## GIVEN INFORMATION
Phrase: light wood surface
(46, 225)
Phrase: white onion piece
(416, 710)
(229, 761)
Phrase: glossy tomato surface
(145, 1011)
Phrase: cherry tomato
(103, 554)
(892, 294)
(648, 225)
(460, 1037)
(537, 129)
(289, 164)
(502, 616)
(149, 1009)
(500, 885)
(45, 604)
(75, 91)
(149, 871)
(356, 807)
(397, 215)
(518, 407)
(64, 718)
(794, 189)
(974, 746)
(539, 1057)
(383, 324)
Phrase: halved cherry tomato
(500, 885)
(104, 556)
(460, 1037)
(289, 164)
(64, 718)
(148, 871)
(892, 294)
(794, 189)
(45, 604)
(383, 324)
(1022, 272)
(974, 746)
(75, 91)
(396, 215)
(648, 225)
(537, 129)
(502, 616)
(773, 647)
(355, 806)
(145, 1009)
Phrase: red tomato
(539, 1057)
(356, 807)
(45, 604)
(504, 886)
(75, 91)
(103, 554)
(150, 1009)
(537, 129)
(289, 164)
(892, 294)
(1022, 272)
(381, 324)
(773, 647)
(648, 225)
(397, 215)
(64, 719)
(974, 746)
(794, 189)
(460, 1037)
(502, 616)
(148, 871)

## DO THIS
Copy out every record above unchanged, line for line.

## RESULT
Phrase: light wood surface
(46, 225)
Phrase: white onion piece
(416, 710)
(229, 761)
Phrase: glossy tomato surface
(145, 1011)
Phrase: cherry tomato
(103, 554)
(892, 294)
(648, 225)
(460, 1037)
(537, 129)
(289, 164)
(502, 616)
(149, 1009)
(500, 885)
(45, 604)
(75, 91)
(149, 871)
(356, 807)
(397, 215)
(518, 407)
(64, 718)
(794, 189)
(974, 746)
(539, 1057)
(383, 324)
Phrase: halved cherry tomato
(500, 885)
(104, 556)
(460, 1037)
(289, 164)
(64, 718)
(148, 871)
(892, 294)
(794, 189)
(45, 604)
(383, 324)
(1022, 272)
(974, 746)
(75, 91)
(396, 215)
(648, 225)
(537, 129)
(502, 616)
(773, 647)
(355, 806)
(145, 1009)
Phrase: red tomato
(539, 1057)
(356, 807)
(45, 604)
(504, 886)
(75, 91)
(103, 554)
(150, 1009)
(537, 129)
(289, 164)
(892, 294)
(1022, 272)
(381, 324)
(773, 647)
(648, 225)
(397, 215)
(64, 719)
(974, 746)
(794, 189)
(460, 1037)
(502, 616)
(148, 871)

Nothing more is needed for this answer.